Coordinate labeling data
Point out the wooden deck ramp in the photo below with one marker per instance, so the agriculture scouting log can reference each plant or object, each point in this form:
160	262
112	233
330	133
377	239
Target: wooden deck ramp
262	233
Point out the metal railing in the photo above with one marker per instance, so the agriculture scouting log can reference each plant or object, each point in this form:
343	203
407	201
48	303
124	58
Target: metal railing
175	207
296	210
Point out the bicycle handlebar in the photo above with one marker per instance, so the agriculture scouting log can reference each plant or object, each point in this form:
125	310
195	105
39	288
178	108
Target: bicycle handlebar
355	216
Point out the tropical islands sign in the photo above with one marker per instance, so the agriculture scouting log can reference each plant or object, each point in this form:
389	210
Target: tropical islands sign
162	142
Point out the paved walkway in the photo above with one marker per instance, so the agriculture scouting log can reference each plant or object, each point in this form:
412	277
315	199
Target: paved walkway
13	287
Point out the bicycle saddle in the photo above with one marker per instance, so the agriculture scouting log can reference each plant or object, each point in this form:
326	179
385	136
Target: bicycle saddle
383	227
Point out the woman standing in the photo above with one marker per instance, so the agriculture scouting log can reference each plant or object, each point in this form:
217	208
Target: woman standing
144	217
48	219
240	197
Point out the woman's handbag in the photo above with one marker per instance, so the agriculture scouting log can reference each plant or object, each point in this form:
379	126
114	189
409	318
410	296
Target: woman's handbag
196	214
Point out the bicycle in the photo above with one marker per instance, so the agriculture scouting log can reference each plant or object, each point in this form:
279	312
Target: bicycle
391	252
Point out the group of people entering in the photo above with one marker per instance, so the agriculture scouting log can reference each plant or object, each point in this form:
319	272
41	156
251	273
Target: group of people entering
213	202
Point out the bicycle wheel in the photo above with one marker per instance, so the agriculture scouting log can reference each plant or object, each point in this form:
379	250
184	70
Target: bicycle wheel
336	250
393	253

Instructions for the task => Please copy out the material above word for word, starting at the line that contains "Point out the bicycle in" and continuing through the end of the material.

Exercise response =>
Point out the bicycle in the photo above with one marker per instance, so the agriculture scouting log can reference each plant or object, each point in this form:
279	312
Target: bicycle
391	252
Point out the group of people entering in the photo above with one marker per instance, so the agriculture scouting log can reference each plant or object, each point in this form:
319	272
41	156
251	273
Target: group of people entering
213	202
Point out the bicycle wheel in the photo above with one marker per instance, so the agriculture scouting log can reference each plant or object, each point in this form:
379	250
184	70
Target: bicycle wheel
336	250
393	253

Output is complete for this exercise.